━━━ DATA RECORDS ━━━

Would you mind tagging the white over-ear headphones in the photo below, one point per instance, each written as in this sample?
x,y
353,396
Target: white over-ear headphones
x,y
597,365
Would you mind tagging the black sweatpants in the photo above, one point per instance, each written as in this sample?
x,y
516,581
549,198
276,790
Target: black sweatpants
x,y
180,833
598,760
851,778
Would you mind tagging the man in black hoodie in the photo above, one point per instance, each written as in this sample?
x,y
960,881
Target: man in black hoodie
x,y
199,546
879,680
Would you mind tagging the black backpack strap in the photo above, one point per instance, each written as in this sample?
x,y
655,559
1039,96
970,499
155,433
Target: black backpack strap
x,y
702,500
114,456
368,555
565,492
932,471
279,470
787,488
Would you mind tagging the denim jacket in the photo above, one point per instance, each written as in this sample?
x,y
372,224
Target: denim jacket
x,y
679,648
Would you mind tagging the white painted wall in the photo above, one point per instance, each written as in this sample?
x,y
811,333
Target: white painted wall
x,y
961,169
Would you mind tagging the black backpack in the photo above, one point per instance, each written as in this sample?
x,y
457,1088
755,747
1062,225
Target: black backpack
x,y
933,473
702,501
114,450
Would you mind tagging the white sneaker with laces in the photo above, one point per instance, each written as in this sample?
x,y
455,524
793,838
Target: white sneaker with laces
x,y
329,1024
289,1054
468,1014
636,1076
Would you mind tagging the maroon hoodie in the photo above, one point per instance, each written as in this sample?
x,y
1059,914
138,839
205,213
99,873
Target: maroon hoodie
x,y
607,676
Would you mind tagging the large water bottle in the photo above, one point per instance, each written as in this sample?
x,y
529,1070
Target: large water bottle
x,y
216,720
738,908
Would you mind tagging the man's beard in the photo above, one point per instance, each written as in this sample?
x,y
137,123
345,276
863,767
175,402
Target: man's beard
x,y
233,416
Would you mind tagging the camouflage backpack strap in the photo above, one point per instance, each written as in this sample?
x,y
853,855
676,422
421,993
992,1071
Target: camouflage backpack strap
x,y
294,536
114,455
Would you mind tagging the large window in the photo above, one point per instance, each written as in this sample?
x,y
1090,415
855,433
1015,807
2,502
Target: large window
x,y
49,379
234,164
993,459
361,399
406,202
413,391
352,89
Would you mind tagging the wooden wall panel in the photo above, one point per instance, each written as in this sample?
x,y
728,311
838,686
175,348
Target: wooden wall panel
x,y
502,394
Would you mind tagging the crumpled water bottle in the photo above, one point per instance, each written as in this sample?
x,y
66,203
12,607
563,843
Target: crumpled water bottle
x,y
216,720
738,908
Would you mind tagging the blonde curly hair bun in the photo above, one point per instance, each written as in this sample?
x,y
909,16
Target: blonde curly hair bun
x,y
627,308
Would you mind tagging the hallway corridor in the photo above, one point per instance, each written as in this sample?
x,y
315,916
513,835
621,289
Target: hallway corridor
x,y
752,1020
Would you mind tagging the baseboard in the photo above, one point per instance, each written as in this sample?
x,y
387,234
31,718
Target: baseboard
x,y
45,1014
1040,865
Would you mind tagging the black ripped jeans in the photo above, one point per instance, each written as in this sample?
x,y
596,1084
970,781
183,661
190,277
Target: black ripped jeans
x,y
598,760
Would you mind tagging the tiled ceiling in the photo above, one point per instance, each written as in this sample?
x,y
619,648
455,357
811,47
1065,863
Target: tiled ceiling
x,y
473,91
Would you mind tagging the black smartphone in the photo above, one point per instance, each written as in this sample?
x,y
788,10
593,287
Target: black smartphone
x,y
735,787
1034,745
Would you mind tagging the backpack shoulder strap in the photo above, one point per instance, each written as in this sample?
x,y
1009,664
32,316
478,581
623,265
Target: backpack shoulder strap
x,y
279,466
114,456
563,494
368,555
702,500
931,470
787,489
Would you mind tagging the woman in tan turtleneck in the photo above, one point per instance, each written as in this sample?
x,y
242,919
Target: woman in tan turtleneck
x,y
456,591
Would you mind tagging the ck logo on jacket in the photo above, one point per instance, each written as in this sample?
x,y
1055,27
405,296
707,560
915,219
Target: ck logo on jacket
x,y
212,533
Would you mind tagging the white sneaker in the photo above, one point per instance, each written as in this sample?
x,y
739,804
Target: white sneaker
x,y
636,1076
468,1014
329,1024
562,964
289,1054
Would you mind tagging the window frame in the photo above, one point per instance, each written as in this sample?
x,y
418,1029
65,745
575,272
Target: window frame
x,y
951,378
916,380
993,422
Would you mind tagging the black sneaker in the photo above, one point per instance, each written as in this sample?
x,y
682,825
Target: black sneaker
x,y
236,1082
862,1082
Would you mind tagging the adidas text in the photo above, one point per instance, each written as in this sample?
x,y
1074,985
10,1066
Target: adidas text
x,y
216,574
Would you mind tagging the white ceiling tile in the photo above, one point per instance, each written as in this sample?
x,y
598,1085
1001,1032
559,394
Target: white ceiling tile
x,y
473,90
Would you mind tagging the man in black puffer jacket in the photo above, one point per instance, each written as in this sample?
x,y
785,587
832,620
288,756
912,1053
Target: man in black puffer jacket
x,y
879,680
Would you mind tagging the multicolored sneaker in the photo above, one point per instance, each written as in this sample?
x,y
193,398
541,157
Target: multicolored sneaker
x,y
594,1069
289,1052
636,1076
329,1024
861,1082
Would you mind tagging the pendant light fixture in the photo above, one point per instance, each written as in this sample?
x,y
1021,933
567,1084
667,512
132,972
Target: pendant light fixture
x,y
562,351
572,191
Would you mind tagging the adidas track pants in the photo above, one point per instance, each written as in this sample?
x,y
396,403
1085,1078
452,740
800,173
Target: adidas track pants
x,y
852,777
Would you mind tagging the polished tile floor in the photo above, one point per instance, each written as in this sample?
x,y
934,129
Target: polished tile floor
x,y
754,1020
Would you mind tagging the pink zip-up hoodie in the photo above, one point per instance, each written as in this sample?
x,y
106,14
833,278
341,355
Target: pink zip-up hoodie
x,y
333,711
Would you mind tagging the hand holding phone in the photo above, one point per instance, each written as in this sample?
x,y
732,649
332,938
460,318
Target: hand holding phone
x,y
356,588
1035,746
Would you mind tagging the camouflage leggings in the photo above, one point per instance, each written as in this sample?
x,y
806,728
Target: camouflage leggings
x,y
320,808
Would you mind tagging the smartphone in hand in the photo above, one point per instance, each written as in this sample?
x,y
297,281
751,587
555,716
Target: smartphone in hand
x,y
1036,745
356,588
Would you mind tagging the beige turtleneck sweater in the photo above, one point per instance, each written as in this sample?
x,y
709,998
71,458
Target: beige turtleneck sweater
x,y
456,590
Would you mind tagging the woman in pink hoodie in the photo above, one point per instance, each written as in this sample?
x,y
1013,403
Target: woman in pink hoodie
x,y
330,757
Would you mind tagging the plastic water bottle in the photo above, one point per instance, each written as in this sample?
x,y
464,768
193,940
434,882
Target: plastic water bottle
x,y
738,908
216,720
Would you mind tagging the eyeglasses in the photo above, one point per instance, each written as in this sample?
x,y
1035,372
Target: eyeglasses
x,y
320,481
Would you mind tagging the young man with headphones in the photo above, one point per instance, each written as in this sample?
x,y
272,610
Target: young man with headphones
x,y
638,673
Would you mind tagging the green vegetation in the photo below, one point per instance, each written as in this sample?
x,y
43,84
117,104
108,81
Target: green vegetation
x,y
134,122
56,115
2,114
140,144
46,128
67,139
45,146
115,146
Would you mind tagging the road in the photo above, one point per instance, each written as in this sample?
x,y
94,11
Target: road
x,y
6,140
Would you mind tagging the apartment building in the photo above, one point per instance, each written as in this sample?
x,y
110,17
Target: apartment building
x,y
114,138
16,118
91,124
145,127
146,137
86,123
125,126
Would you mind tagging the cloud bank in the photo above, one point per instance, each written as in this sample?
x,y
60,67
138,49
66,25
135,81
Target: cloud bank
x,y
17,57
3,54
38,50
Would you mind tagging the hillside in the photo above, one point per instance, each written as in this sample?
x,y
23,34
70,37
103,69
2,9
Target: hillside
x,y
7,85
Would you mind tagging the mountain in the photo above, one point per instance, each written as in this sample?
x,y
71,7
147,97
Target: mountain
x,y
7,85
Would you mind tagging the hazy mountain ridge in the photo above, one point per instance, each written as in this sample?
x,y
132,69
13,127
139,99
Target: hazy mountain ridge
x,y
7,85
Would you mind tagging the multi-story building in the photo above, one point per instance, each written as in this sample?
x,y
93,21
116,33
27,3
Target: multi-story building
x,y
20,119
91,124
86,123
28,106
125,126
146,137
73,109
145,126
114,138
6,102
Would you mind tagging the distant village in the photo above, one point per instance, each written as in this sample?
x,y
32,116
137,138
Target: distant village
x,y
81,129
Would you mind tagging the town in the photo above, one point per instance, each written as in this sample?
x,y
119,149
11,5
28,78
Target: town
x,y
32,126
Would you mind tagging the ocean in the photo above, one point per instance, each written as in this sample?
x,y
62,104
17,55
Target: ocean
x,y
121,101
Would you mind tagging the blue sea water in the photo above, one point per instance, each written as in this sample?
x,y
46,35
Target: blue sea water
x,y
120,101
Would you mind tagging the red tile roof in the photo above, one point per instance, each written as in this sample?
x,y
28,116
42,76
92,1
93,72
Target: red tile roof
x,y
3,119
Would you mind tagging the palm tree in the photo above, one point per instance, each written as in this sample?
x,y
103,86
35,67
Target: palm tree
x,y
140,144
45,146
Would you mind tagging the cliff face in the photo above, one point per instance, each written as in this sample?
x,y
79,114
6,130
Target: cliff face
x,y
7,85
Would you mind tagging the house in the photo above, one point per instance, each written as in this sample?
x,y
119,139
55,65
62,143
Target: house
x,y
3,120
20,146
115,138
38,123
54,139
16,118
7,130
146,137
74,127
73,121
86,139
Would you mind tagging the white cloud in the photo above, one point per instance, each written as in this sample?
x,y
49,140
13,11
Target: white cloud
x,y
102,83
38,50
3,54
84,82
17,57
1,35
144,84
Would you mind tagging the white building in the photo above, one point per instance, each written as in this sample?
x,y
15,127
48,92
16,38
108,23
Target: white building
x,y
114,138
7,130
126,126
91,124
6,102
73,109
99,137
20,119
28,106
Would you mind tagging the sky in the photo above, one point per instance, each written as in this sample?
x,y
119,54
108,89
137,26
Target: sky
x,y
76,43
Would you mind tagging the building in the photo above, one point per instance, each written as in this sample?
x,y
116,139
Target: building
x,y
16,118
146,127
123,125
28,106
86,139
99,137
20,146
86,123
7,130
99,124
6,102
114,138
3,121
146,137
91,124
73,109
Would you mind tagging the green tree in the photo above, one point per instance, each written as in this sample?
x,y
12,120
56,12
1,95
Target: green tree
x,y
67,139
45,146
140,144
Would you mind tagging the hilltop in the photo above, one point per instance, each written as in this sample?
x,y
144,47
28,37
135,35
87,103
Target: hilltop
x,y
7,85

━━━

[AIM] Quote only the lines from the one containing "Would you mind tagging the sky" through the final line of the records, with both ends included.

[SOLUTION FOR THIS PROBLEM]
Would you mind tagging the sky in the photo above, one point per instance, each written as in this sample?
x,y
119,54
108,89
137,26
Target: sky
x,y
76,43
Would you mind tagging the building in the photo above, one point per instance, each written as in this sample?
x,y
116,139
Target: building
x,y
16,118
146,127
123,125
28,106
86,139
99,137
20,146
86,123
7,130
99,124
6,102
114,138
3,121
146,137
91,124
73,109
Would you mind tagging the green tree in the photo above, one point per instance, each written as in this sample?
x,y
12,120
56,12
1,95
Target: green tree
x,y
67,139
45,146
140,144
Would you mind tagging the hilltop in the photo above, one point per instance, each written as in this sample?
x,y
144,47
28,37
135,35
87,103
Target: hilltop
x,y
7,85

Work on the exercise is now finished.